(Data section)
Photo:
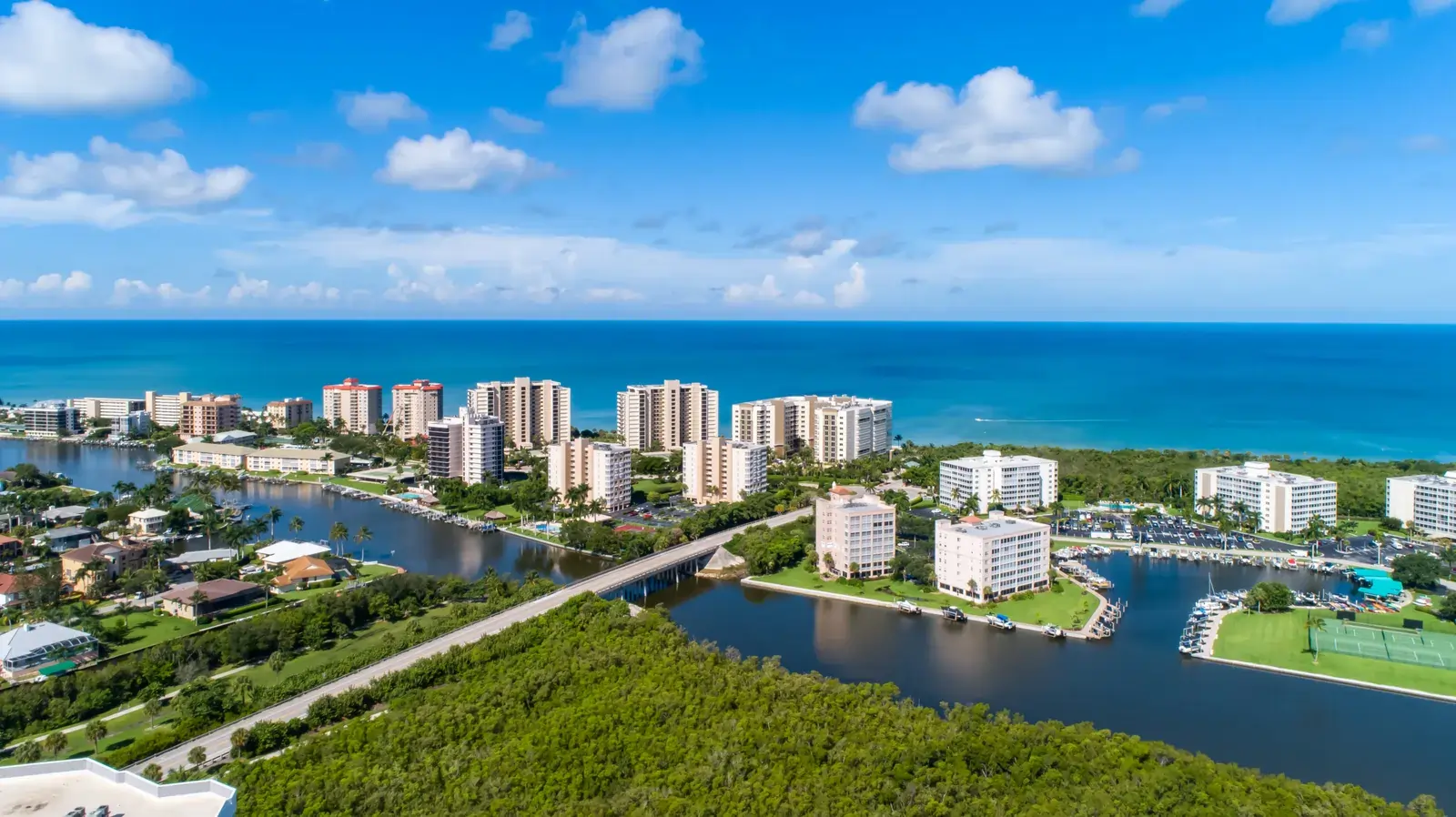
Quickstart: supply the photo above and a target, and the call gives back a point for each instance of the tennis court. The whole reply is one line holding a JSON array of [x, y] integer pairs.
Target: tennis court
[[1387, 644]]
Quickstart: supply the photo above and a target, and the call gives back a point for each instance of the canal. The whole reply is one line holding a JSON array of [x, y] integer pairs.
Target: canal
[[1133, 683]]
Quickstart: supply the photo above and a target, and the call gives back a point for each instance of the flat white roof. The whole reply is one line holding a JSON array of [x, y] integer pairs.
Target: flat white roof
[[53, 790]]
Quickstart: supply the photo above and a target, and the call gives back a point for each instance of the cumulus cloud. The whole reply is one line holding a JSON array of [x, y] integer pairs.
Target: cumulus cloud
[[630, 65], [157, 179], [1290, 12], [373, 111], [51, 62], [455, 162], [1368, 35], [1181, 106], [996, 120], [514, 28], [1155, 7], [852, 293], [514, 123]]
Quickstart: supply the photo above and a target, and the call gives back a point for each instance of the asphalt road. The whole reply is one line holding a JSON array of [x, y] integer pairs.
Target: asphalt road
[[218, 741]]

(Exercise brief)
Return the text of every item above unchanged, character for character, and leave the pictures out of your answer.

(Answer in full)
Photo:
Quickstart: supply the photo above and a target, and the call gives back a point for each instance of the tennis court. The whole reply is one line holding a JSON array of [x, y] integer pairs.
Target: tennis court
[[1387, 644]]
Quickstart: supply the photo above and a target, and the call gives back a point for each instance of the canal. The whole reply is one line holding a JSON array of [x, y] integer pairs.
Target: canal
[[1133, 683]]
Quickstart: supply the photo above and a target, and the call gives back a point for each instance of the flat white roof. The whole reply is one line holding a JSON array of [x, y] integer pairs.
Target: flat white roof
[[53, 790]]
Quickstart: supply the photo above and a target, and the call gives back a point for each instance of the cumulus cloud. The whole reply is one line holding a JSON array of [x, y] integer pairs.
Target: cumulus cloud
[[630, 65], [157, 179], [1290, 12], [373, 111], [51, 62], [455, 162], [1368, 35], [1181, 106], [996, 120], [514, 28], [1155, 7], [852, 293], [514, 123]]
Quickstart: supply the photo above and a target, and the call gives back a point for each instance of the asphalt road. The whole reply is one line holding a JSON array of [x, y] integer pairs.
Target: asphalt road
[[218, 741]]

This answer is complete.